## BEGIN SUPPLIED RECORDS
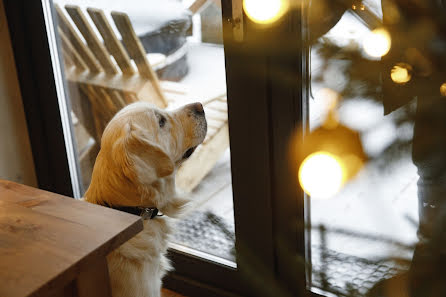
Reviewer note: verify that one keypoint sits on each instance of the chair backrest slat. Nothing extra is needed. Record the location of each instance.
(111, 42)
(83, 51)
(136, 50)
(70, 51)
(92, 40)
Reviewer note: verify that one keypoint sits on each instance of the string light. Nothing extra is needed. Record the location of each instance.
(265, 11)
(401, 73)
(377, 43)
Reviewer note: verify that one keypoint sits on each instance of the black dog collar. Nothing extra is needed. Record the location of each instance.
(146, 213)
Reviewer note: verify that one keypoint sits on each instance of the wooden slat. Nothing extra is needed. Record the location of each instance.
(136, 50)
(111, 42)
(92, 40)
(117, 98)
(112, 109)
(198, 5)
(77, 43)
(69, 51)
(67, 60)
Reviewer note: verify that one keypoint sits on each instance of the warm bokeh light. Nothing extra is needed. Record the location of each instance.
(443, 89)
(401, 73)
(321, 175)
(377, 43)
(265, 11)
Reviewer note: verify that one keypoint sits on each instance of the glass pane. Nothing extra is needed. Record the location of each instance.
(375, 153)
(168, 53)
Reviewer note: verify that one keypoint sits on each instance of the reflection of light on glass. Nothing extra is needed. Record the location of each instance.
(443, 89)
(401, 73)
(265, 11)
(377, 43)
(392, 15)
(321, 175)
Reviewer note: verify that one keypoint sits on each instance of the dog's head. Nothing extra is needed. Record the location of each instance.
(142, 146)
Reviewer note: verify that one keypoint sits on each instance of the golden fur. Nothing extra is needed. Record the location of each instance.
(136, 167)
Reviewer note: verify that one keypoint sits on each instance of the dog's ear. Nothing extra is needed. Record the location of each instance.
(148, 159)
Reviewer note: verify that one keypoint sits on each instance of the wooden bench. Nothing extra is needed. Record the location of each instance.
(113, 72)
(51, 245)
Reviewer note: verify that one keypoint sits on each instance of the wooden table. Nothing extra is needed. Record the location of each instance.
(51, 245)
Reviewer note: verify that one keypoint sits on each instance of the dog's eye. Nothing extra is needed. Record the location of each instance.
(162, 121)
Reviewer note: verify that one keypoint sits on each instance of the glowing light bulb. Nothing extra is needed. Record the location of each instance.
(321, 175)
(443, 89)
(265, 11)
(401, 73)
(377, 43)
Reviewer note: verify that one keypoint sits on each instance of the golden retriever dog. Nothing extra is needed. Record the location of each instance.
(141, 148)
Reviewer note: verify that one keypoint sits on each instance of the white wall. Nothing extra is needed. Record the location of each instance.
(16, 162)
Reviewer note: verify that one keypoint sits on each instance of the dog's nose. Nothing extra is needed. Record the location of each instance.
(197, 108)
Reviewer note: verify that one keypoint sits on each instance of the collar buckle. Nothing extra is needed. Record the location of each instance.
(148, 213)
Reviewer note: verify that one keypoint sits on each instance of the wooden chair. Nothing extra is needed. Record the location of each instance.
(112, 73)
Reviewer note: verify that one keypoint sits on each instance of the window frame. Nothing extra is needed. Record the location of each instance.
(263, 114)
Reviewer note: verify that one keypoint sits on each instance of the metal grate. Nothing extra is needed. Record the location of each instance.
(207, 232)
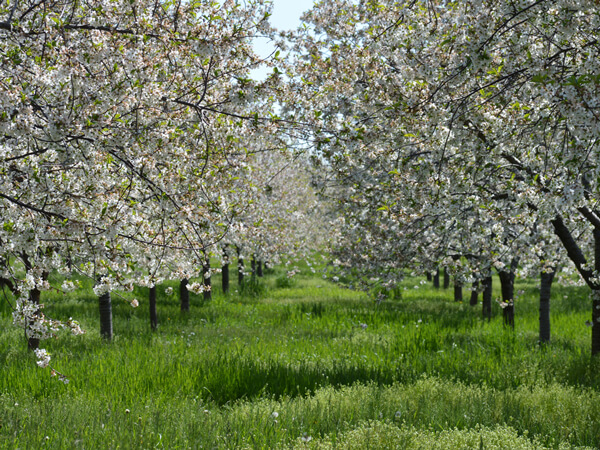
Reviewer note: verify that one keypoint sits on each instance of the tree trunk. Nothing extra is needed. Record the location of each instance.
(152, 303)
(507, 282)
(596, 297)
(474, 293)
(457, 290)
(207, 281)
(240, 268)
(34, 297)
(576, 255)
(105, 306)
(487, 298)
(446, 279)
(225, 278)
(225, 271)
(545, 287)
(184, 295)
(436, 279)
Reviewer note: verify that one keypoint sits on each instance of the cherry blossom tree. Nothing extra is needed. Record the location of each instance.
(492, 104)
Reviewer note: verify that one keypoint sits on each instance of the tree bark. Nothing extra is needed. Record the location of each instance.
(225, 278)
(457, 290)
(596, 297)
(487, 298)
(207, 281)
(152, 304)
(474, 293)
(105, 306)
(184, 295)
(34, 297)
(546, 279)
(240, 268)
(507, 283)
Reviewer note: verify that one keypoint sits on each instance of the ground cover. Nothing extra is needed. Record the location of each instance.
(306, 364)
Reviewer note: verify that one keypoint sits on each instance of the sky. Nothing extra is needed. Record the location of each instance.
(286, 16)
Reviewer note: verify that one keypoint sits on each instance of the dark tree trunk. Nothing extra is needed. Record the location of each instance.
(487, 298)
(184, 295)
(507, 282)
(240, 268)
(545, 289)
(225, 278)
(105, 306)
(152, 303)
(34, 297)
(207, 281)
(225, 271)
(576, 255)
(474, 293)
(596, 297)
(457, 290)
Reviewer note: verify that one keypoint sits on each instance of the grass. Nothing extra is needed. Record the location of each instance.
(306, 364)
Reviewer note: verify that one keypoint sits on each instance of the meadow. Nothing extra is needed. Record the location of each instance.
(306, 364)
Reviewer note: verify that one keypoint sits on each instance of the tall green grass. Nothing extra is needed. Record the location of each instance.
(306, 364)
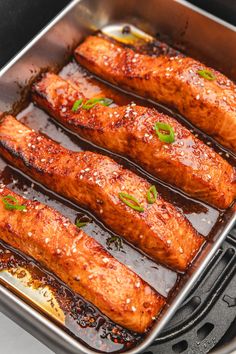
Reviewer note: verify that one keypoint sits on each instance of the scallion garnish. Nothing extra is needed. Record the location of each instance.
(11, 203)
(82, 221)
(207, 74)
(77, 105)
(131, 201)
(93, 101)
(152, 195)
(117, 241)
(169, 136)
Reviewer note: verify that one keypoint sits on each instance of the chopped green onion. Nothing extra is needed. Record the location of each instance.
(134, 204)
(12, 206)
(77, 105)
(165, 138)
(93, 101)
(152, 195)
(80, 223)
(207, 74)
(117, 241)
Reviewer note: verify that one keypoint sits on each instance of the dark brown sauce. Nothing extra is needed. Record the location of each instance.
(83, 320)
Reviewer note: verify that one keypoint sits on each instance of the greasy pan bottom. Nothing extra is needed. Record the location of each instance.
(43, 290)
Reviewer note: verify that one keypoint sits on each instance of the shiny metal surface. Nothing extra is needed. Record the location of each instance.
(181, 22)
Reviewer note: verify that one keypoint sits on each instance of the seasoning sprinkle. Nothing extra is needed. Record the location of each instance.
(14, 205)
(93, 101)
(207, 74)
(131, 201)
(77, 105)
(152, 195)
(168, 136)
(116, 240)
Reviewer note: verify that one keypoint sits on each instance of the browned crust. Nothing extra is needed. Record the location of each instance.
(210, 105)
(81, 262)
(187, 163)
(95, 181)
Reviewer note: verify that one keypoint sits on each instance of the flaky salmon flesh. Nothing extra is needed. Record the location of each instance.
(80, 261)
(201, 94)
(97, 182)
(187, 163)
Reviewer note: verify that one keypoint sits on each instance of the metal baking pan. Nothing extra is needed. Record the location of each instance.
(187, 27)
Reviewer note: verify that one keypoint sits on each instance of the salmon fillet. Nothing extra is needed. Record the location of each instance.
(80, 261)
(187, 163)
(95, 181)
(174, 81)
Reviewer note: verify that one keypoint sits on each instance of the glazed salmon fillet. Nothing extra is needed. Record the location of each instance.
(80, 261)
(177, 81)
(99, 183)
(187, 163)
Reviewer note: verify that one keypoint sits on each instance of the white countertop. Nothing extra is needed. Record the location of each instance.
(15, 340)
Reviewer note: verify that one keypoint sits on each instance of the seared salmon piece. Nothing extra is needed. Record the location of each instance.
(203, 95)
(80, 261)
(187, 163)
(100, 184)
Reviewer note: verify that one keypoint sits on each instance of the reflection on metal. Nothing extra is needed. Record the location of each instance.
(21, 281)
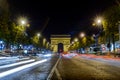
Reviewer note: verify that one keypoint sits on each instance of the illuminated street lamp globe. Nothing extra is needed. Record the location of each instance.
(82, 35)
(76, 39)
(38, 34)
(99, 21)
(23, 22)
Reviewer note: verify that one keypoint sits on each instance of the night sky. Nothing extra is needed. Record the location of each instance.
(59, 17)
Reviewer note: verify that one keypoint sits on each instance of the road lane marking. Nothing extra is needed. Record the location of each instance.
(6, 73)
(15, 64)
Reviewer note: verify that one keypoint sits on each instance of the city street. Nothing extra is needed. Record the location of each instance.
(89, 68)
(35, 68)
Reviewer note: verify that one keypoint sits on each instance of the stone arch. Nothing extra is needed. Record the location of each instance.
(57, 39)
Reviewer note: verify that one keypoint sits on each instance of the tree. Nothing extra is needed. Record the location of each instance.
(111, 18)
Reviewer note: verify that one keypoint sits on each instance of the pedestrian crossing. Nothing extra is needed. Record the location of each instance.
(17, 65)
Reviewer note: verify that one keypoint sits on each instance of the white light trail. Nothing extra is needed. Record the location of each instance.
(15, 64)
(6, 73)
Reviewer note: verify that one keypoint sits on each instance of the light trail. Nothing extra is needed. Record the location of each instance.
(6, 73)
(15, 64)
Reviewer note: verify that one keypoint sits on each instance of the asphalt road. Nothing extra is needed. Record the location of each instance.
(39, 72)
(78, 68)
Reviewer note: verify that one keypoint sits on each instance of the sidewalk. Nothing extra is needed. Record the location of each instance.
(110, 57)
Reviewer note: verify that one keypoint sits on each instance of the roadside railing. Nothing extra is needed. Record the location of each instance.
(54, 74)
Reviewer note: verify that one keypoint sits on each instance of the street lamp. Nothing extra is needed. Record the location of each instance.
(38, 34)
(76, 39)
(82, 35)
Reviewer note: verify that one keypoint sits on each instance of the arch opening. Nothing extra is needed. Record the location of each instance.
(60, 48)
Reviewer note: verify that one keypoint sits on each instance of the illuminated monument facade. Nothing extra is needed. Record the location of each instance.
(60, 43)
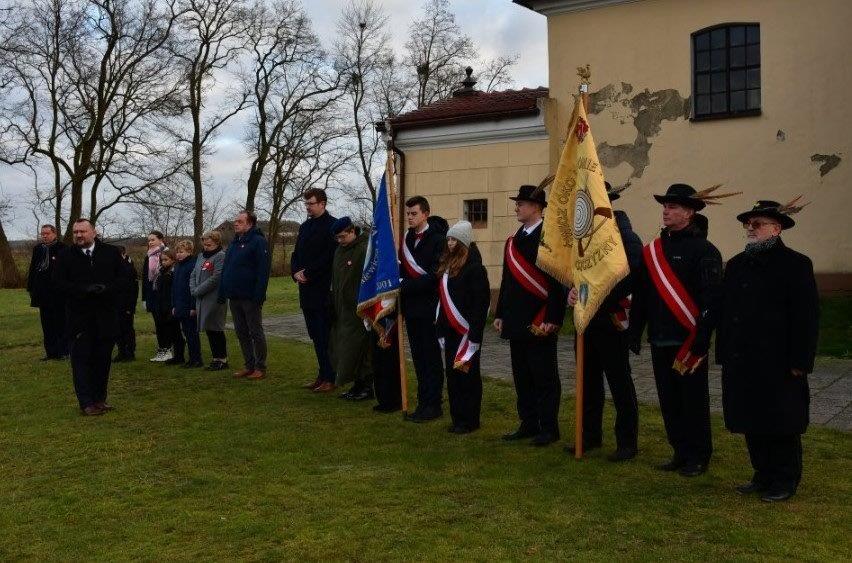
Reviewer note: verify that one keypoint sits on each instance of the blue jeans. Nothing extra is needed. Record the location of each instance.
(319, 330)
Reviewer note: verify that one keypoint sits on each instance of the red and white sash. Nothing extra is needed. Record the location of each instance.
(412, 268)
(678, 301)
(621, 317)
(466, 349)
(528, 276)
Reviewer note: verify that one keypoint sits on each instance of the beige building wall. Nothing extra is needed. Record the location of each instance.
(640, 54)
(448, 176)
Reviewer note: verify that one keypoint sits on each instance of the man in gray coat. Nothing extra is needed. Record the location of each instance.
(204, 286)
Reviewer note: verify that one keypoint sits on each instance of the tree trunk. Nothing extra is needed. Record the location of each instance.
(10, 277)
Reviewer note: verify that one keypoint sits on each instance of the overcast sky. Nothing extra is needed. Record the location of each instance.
## END SUPPLIED RECORDS
_YOUR OBJECTIVE_.
Your output should consist solely of the lines from the line containing "of the arch" through the end of the data above, copied exactly, with images removed.

_OUTPUT FOR THIS TASK_.
Reviewer note: verify that one keypoint sits on each instance of the arch opening. Nothing extra is needed. Record the location of each instance.
(60, 48)
Reviewer note: verify that one keypoint sits on each instance of the illuminated monument facade. Nothing extra is needed. Record the location of each instance.
(60, 43)
Reviewer note: verify that one keypoint sits on each instance of the blue jeans. Nothing extra is needed. Record the location of each instance.
(319, 330)
Reviewer note: verify that one keypoint sits on each instance of the red and white sash. Nothing extra is needed. Record the location of each instance.
(412, 268)
(678, 301)
(621, 317)
(466, 349)
(528, 276)
Reviewer note: verify that one keypoint sits on each instance of the beige building wall. Nothing extra is needed. Record the location of each instance.
(640, 54)
(448, 176)
Reviewer note: verify that one keypoint sits on each instance of the man in gray coat. Nothing extra is needed. Record the location of each instance.
(204, 286)
Reviewer note: verify that one keypoint sits on each instance of the tree trunk. Nothing extra is needed. Record the location of each instance.
(10, 277)
Reviewer note: verify that one keypoint sits on each instance of the overcast sky. Nothing extra is needed. Record the location of each instance.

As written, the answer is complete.